◆ **Written task**
Reproduce the material below word for word.

========

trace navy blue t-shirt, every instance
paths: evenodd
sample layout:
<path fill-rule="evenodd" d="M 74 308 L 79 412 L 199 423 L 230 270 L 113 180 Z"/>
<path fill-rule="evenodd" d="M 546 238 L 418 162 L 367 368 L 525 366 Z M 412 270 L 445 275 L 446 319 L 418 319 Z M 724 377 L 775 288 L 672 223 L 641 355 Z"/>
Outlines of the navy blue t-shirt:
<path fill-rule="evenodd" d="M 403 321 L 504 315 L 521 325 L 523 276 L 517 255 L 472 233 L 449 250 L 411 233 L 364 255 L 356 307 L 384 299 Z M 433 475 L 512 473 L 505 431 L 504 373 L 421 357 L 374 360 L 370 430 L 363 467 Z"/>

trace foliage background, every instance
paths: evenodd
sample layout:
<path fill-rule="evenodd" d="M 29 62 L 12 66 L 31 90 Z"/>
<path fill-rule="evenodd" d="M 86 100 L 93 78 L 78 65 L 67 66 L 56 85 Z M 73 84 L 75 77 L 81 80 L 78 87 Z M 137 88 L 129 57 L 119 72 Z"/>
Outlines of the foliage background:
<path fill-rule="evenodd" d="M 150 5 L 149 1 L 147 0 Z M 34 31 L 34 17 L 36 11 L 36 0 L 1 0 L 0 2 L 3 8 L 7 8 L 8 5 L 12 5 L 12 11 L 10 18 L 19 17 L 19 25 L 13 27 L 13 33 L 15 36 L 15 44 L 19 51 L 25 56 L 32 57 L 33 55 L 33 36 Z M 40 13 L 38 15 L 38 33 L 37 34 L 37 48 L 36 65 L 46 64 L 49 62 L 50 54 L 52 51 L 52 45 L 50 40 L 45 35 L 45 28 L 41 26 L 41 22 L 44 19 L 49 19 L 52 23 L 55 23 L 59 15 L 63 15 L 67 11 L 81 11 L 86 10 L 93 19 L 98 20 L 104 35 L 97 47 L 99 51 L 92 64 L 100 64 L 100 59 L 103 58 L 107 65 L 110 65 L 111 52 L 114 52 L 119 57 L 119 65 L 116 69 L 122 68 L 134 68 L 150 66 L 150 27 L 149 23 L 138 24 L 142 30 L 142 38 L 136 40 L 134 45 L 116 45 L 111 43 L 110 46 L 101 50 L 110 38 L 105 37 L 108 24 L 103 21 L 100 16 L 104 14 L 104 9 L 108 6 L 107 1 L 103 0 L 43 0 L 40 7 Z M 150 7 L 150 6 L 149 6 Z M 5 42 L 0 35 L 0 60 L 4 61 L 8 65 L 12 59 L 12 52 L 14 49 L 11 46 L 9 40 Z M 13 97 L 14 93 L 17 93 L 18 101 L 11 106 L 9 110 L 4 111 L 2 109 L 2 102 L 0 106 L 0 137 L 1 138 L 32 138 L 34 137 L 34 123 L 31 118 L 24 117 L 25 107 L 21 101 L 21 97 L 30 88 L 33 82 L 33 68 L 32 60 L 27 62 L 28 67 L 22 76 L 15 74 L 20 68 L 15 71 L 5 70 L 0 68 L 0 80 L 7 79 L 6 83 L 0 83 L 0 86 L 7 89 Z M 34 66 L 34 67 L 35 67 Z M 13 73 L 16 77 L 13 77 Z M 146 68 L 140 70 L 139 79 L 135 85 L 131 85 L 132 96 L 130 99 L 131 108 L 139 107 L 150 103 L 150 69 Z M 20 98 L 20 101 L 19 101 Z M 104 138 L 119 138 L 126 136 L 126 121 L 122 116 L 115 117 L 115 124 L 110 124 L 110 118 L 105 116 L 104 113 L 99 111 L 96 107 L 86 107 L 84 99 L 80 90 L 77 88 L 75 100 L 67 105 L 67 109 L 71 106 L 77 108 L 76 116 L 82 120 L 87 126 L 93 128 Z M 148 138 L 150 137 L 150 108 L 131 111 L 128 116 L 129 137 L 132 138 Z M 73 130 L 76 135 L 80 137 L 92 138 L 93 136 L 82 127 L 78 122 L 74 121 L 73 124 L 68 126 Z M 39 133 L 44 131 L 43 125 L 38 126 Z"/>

========

◆ **Full answer**
trace navy blue t-shirt, every instance
paths: evenodd
sample layout:
<path fill-rule="evenodd" d="M 74 308 L 79 412 L 199 423 L 230 270 L 113 180 Z"/>
<path fill-rule="evenodd" d="M 546 238 L 418 162 L 367 368 L 525 366 Z M 412 270 L 445 275 L 446 319 L 418 319 Z M 724 377 L 775 288 L 672 223 L 641 355 Z"/>
Outlines of the navy blue t-shirt:
<path fill-rule="evenodd" d="M 403 321 L 504 315 L 521 325 L 523 276 L 517 255 L 472 233 L 449 250 L 411 233 L 364 255 L 356 307 L 384 299 Z M 433 475 L 512 473 L 505 431 L 504 373 L 421 357 L 374 360 L 370 430 L 363 467 Z"/>

trace foliage background, every instance
paths: evenodd
sample layout:
<path fill-rule="evenodd" d="M 29 62 L 12 66 L 31 90 Z"/>
<path fill-rule="evenodd" d="M 86 100 L 93 78 L 78 65 L 67 66 L 56 85 Z M 73 84 L 75 77 L 81 80 L 78 87 Z M 137 88 L 129 57 L 119 72 Z"/>
Outlines of the foliage background:
<path fill-rule="evenodd" d="M 150 5 L 149 1 L 147 0 Z M 34 31 L 34 17 L 36 11 L 36 0 L 1 0 L 0 2 L 3 8 L 7 8 L 8 5 L 12 5 L 12 11 L 10 18 L 19 17 L 19 25 L 13 27 L 13 33 L 15 36 L 15 44 L 19 51 L 25 56 L 32 57 L 33 55 L 33 36 Z M 40 13 L 38 15 L 38 33 L 37 34 L 37 48 L 36 65 L 46 64 L 49 62 L 50 54 L 52 51 L 52 45 L 50 40 L 45 35 L 45 28 L 41 26 L 41 22 L 44 19 L 49 19 L 52 23 L 55 23 L 59 15 L 63 15 L 67 11 L 81 11 L 86 10 L 93 19 L 98 20 L 104 35 L 97 47 L 99 51 L 92 64 L 100 64 L 100 59 L 103 58 L 107 65 L 110 65 L 111 52 L 114 52 L 119 57 L 119 65 L 116 69 L 122 68 L 134 68 L 150 66 L 150 27 L 149 23 L 138 24 L 142 30 L 142 38 L 136 40 L 134 45 L 116 45 L 111 43 L 110 46 L 101 50 L 110 38 L 105 37 L 108 24 L 103 21 L 100 16 L 104 14 L 104 9 L 108 6 L 107 1 L 103 0 L 43 0 L 40 7 Z M 150 7 L 150 6 L 149 6 Z M 5 42 L 0 35 L 0 60 L 4 61 L 8 65 L 12 59 L 12 52 L 14 49 L 11 46 L 9 40 Z M 13 97 L 14 93 L 17 93 L 18 101 L 11 106 L 9 110 L 4 111 L 2 109 L 2 102 L 0 106 L 0 137 L 1 138 L 32 138 L 34 137 L 34 123 L 31 118 L 24 117 L 25 107 L 21 101 L 21 97 L 30 88 L 33 82 L 33 68 L 32 60 L 27 62 L 28 67 L 22 76 L 15 74 L 20 68 L 15 71 L 5 70 L 0 68 L 0 80 L 7 79 L 6 83 L 0 83 L 0 86 L 7 89 Z M 34 66 L 34 67 L 35 67 Z M 13 73 L 16 77 L 13 77 Z M 146 68 L 140 70 L 139 79 L 135 85 L 131 85 L 132 96 L 130 99 L 131 108 L 139 107 L 150 103 L 150 69 Z M 20 98 L 20 101 L 19 101 Z M 104 138 L 119 138 L 126 136 L 126 121 L 122 116 L 115 117 L 115 124 L 110 124 L 110 118 L 105 116 L 104 113 L 99 111 L 96 107 L 86 107 L 84 99 L 80 90 L 77 88 L 75 100 L 67 105 L 67 109 L 71 106 L 77 108 L 76 116 L 82 120 L 87 126 L 93 128 Z M 148 138 L 150 137 L 150 108 L 131 111 L 128 116 L 129 137 L 132 138 Z M 73 130 L 76 135 L 80 137 L 92 138 L 93 136 L 82 127 L 78 122 L 74 121 L 73 124 L 68 126 Z M 39 133 L 44 131 L 43 125 L 38 126 Z"/>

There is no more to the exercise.